Le 14 février 1943 les deux formations politiques du Nord, réunies depuis le mois de janvier 1942 sous une bannière unitaire (Le Front National Populaire) ont réitéré de nouveau leur revendication sous forme d’une Modakira (mémorandum) présentée aux Consuls installés à Tanger et dans laquelle il est demandé la fin du Protectorat, la reconnaissance de l’indépendance du Maroc et la pleine souveraineté sur son territoire.

L’impact de ces premières initiatives nationalistes et du Manifeste du 11 janvier 1944 ne fut pas négligeable. Au Caire, des étudiants marocains et des universitaires, organisés au sein de ‘’ La ligue de la défense de Marrakech (Maroc) et du Mouvement National’’ créée en 1943, ont lancé un document (modakira) présenté au mois de janvier 1944 au Bureau de la France Libre et à des représentations diplomatiques. Ce document qui fait également de l’indépendance du Maroc une revendication irrévocable est venu renforcer le Manifeste du 11 janvier 1944 et affirmer par là- même l’unité et la solidarité des différents courants nationalistes avec et autour du Sultan contraint de mener une résistance ouverte contre la politique du Résident général. C’est dans ce sens que A. Torres présente, le 29 février 1944, au nom de son parti une Pétition (‘arida) de soutien au Sultan et au Manifeste de l’Istiqlal.

--- ENREGISTREMENTS FOURNIS ---

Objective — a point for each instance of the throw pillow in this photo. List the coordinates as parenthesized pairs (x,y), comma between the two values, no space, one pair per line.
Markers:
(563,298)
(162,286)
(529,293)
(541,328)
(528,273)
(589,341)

--- PROBLÈMES À RÉSOUDRE ---
[A] Pouvez-vous recopier le passage du texte sur le nationalisme marocain qui commence par "Le 14 février" et se poursuit jusqu'à "sur son territoire."?
[B] Pouvez-vous reprendre le texte sur le nationalisme marocain à la suite de sa dernière phrase et le poursuivre?

--- TÂCHES RÉSOLUES ---
[A]
Le 14 février 1943 les deux formations politiques du Nord, réunies depuis le mois de janvier 1942 sous une bannière unitaire (Le Front National Populaire) ont réitéré de nouveau leur revendication sous forme d’une Modakira (mémorandum) présentée aux Consuls installés à Tanger et dans laquelle il est demandé la fin du Protectorat, la reconnaissance de l’indépendance du Maroc et la pleine souveraineté sur son territoire.

[B]
Le changement de perspective, de paradigme et de stratégie de combat contre l’occupant s’est opéré donc dès les années quarante. L’indépendance, comme étape vers la réforme et non l’inverse, est devenue l’horizon. Un Horizon atteint en 1956 au prix d’énormes sacrifices, de la déportation du Sultan et des membres de sa famille et après de longues et difficiles négociations avec les deux puissances colonisatrices, la France et l’Espagne.

Aujourd’hui, plus d’un demi-siècle après son accès à l’indépendance, en 1956, le Maroc a une « mémoire partagée » avec ces deux pays voisins. Près de deux millions de ses ressortissants y vivent et y travaillent. Il convient par conséquent d’entretenir et d’enrichir les échanges économiques et culturels dans le respect mutuel et sans pour autant brader des chapitres entiers et essentiels de l’histoire et de la mémoire nationales.

Paris le 10 janvier 2020
Mohammed MRAIZIKA
Docteur en Histoire (EHESS-Paris)
Diplômé de Philosophie Morale et Politique (Sorbonne IV)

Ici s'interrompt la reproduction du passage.